• [The problem] Please output the following records exactly. Leave every image out.

Referring expression pointing data
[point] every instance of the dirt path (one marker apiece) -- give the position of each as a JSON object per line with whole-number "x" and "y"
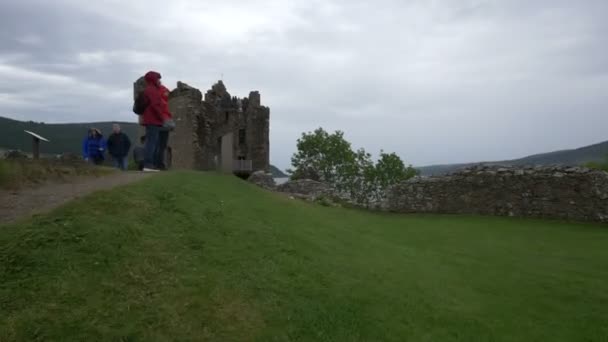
{"x": 26, "y": 202}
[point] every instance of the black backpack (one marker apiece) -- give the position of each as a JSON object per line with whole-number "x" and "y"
{"x": 140, "y": 104}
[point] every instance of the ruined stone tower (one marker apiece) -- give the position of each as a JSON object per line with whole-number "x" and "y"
{"x": 219, "y": 131}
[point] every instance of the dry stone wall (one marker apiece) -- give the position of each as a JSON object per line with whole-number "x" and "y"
{"x": 549, "y": 192}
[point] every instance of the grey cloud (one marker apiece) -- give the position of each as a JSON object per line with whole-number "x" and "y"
{"x": 437, "y": 82}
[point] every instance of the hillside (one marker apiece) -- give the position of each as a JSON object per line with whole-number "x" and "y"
{"x": 596, "y": 152}
{"x": 194, "y": 256}
{"x": 64, "y": 137}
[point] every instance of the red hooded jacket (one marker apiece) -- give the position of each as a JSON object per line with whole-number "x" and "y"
{"x": 153, "y": 115}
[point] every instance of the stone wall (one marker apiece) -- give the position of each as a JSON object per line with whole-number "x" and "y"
{"x": 547, "y": 192}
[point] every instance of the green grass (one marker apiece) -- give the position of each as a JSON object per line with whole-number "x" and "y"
{"x": 191, "y": 256}
{"x": 18, "y": 173}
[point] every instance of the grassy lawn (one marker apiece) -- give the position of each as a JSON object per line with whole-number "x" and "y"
{"x": 18, "y": 173}
{"x": 192, "y": 256}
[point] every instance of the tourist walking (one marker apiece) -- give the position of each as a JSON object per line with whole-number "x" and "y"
{"x": 163, "y": 135}
{"x": 119, "y": 145}
{"x": 94, "y": 147}
{"x": 152, "y": 119}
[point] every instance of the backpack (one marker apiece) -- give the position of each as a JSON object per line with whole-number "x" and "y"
{"x": 140, "y": 104}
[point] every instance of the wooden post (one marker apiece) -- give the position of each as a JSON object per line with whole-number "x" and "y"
{"x": 36, "y": 148}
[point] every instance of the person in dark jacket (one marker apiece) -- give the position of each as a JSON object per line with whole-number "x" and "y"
{"x": 119, "y": 145}
{"x": 152, "y": 119}
{"x": 94, "y": 147}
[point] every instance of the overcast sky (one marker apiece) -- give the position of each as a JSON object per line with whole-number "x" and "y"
{"x": 435, "y": 81}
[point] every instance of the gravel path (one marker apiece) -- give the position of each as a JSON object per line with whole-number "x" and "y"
{"x": 22, "y": 203}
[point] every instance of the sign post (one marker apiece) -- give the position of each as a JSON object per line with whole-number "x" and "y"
{"x": 36, "y": 144}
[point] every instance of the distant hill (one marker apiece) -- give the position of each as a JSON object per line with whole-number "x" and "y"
{"x": 64, "y": 137}
{"x": 582, "y": 155}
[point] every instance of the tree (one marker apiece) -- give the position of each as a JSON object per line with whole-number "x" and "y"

• [Solution to this task]
[point] every instance of the dirt path (one marker apiece) -- give the position of each as a JSON object per line with whole-number "x" and "y"
{"x": 26, "y": 202}
[point] every instance of the black backpack (one marker apiece) -- give the position of each as a JSON object per line with whole-number "x" and "y"
{"x": 140, "y": 104}
[point] every instance of the ruined stone tower (one marker apiece) -- give the position of each as a JSON object per line with whole-number "x" and "y"
{"x": 219, "y": 131}
[point] every instance of the dry stone wall (one marker apiece) -- give the position of each as a JSON object per line with whole-number "x" and "y"
{"x": 549, "y": 192}
[point] every instance of the grey cloud (one marker apiece) -- give the position of each as a JSON object per line with whole-number "x" and "y"
{"x": 437, "y": 82}
[point] every instance of the hillside (one marker apiece) -- give the position of each as a JSON object per line with whole-number "x" and "y"
{"x": 596, "y": 152}
{"x": 194, "y": 256}
{"x": 64, "y": 137}
[point] every instance of the red hooded jacket (one marker apiece) -- give the position of each as a JSON object per line with whole-number "x" and "y"
{"x": 153, "y": 115}
[point] every instance of the stone wall (one marker apiece) -- give the position of each as a JSON object per line with whole-number "x" and "y"
{"x": 547, "y": 192}
[point] every instance of the green grass (one marker apiece) -- give the position of each as a JSON object per line with whole-number "x" and "y"
{"x": 191, "y": 256}
{"x": 18, "y": 173}
[point] every instance of the grassy lawn (one marker apiece) -- give the position of each as a JSON object per line with whole-number "x" and "y"
{"x": 18, "y": 173}
{"x": 192, "y": 256}
[point] every instance of the tourist walking (one marker apiece) -- give the position of each as a JSON object per line with whole-number "x" and "y"
{"x": 163, "y": 135}
{"x": 119, "y": 145}
{"x": 94, "y": 147}
{"x": 152, "y": 119}
[point] every instance of the backpack (one marker apiece) -- give the position of each as a JSON object per line with whole-number "x" and "y"
{"x": 140, "y": 104}
[point] every instance of the wooden post (one marker apiece) -- give the position of each as a JSON object per line with whole-number "x" and "y"
{"x": 36, "y": 148}
[point] every instance of the person in dark jacket (one marker apiece) -- give the position of each as a JSON object per line with whole-number "x" and "y"
{"x": 119, "y": 145}
{"x": 152, "y": 119}
{"x": 94, "y": 147}
[point] every instance of the overcast sky (one marker apiece) -- give the position of each as a JSON object per line with whole-number "x" and "y"
{"x": 435, "y": 81}
[point] every instance of the gravel path (one marker apiece) -- give the position of each as a JSON object per line with whole-number "x" and "y"
{"x": 22, "y": 203}
[point] every instance of the sign post (one marker apiece) -- give the position of each as a JSON object per line with whole-number "x" and "y"
{"x": 36, "y": 144}
[point] every instance of the distant hill (one marker apiece) -- give the position of each as a JSON object per line with whole-number "x" and "y"
{"x": 64, "y": 137}
{"x": 582, "y": 155}
[point] every instance of the tree (one marker apiece) -- give the position of each as a JSON object per line with whole-number "x" and "y"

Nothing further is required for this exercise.